文書抜粋 »
┏━━

いったいなぜ、こうした結果になってしまったのだろうか。要因として考えられるのは、次のようなことである。市場におけるステップバンの競合車種はホンダ以外の軽メーカーがラインナップしていたキャブオーバー型ワンボックスバンだったわけだが、絶対的な積載能力、とくに荷室の前後長ではそれらのほうが有利だった。また、それらの一部車種がリアに採用していたスライドドアのほうが、ステップバンのヒンジ式ドアより、状況によっては使い勝手に優れていた。
思い浮かぶことはこれくらいである。とはいえその違いが、ステップワゴンにとっては致命的だったと考えざるを得ない。ミニバンなどという概念が影もカタチもなかった当時、いくらステップバンが新しかろうが、シャレていようが、対象となるユーザーにとってはひとつでも多く米俵を積めるほうが重要だったということなのだろう。さらに加えるならば、作り手であるホンダも不振だからといってステップバンの拡販に力を入れることはなかった。ステップバンより2カ月ばかり早い72年7月に発売されたシビックのヒットによって小型車市場に足場を固めたこと、およびN360によって自ら火をつけた軽ブームの衰退もあって、軽から小型車へのシフトを進めていたからである。
ちなみにホンダは74年10月をもって軽乗用車の生産を中止し、年末には前に記したようにステップバンも生産中止。キャブオーバー型軽トラックであるTN7のみを残して、軽自動車市場から一時撤退を決めている。
■バニングブームで脚光を浴びる
新車時はこうした状況にあったステップバンが、中古車市場で注目を集め始めたのは、生産中止から3年ほど経過したころから。折りからのサーファーブームに乗って、「バニング」と呼ばれるバンをカスタム(改造)するスタイルがアメリカ西海岸から伝播してきたことに端を発する。

┗━━

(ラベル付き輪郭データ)
┏━━

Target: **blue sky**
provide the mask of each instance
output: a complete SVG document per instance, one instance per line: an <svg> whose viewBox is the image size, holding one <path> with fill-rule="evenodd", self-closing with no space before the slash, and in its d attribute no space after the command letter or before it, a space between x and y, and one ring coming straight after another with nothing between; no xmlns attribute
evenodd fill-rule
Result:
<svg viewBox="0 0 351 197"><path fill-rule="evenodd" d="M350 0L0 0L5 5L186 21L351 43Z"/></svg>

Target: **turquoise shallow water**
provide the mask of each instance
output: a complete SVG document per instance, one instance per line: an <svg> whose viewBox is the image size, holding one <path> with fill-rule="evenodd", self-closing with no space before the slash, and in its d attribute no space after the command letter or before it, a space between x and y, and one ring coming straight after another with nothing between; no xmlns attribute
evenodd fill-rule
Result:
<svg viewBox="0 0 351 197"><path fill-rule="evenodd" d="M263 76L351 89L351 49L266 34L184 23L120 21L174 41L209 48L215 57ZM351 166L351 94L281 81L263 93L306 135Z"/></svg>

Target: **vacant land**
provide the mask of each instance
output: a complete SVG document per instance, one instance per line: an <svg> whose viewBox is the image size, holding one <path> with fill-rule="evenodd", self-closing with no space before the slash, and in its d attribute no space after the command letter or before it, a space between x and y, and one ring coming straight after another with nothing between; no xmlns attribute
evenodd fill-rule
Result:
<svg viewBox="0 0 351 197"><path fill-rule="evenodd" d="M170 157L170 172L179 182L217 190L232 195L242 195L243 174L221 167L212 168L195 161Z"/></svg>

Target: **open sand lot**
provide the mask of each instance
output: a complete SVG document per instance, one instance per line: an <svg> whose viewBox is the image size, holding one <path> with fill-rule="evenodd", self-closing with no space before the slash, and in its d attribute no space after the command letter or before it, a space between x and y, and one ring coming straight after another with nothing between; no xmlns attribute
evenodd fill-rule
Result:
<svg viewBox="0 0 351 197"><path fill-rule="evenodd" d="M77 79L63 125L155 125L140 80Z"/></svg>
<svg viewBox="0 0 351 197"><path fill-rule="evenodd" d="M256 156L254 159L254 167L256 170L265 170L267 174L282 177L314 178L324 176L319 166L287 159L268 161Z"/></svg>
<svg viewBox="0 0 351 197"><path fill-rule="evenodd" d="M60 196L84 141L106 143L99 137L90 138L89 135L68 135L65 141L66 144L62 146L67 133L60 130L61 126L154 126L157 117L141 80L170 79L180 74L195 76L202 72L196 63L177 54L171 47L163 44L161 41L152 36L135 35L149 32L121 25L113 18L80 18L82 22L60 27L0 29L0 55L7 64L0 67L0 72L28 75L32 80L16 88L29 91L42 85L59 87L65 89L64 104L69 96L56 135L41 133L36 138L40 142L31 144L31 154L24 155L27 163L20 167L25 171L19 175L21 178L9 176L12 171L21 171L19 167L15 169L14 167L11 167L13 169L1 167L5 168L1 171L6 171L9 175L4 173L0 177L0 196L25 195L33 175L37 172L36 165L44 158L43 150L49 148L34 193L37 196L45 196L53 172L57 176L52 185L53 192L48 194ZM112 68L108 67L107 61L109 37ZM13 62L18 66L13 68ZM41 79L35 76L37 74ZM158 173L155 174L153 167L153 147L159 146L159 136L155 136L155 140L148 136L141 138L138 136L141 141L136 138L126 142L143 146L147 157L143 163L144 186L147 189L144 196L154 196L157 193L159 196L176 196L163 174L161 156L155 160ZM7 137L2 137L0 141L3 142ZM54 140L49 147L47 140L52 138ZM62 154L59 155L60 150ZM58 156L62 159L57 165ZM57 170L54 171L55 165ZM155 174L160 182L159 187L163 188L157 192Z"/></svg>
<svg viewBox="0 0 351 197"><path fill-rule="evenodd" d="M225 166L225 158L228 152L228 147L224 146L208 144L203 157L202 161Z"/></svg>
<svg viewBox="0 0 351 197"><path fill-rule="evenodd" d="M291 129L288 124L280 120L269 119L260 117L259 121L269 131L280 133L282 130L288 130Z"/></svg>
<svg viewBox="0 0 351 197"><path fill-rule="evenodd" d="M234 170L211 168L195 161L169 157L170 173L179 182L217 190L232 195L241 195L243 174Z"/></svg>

┗━━

演習問題 »
[a] 本文をもとに、次の問いに答えよ。
(i) 市場におけるステップバンの競合車種は何だったか。
(ii) シビックは何年何月に発売されたか。
(iii) ホンダが軽乗用車の生産を中止したのはいつか。
[b] 次の各文が本文の内容と合うかどうかを判断せよ。根拠となる本文の語句をそのまま引用すること。
(i) ステップバンのリアドアはスライド式だった。
(ii) ホンダは不振のステップバンの拡販に力を入れた。
(iii) バニングはアメリカ西海岸から伝わってきたスタイルである。
[c] 本文のうち「ちなみにホンダは74年10月をもって」で始まる段落を、主な事実を残して箇条書きに改めよ。

想定解答 »
[a]
(i) ホンダ以外の軽メーカーがラインナップしていたキャブオーバー型ワンボックスバンである。
(ii) 72年7月に発売された。
(iii) 74年10月をもって中止した。

[b]
(i) 合わない。本文には「ステップバンのヒンジ式ドア」とある。
(ii) 合わない。本文には「ステップバンの拡販に力を入れることはなかった」とある。
(iii) 合う。本文には「「バニング」と呼ばれるバンをカスタム(改造)するスタイルがアメリカ西海岸から伝播してきた」とある。

[c]
・ホンダは74年10月をもって軽乗用車の生産を中止した。
・その年の末にはステップバンも生産中止となった。
・キャブオーバー型軽トラックであるTN7のみを残し、軽自動車市場からの一時撤退を決めた。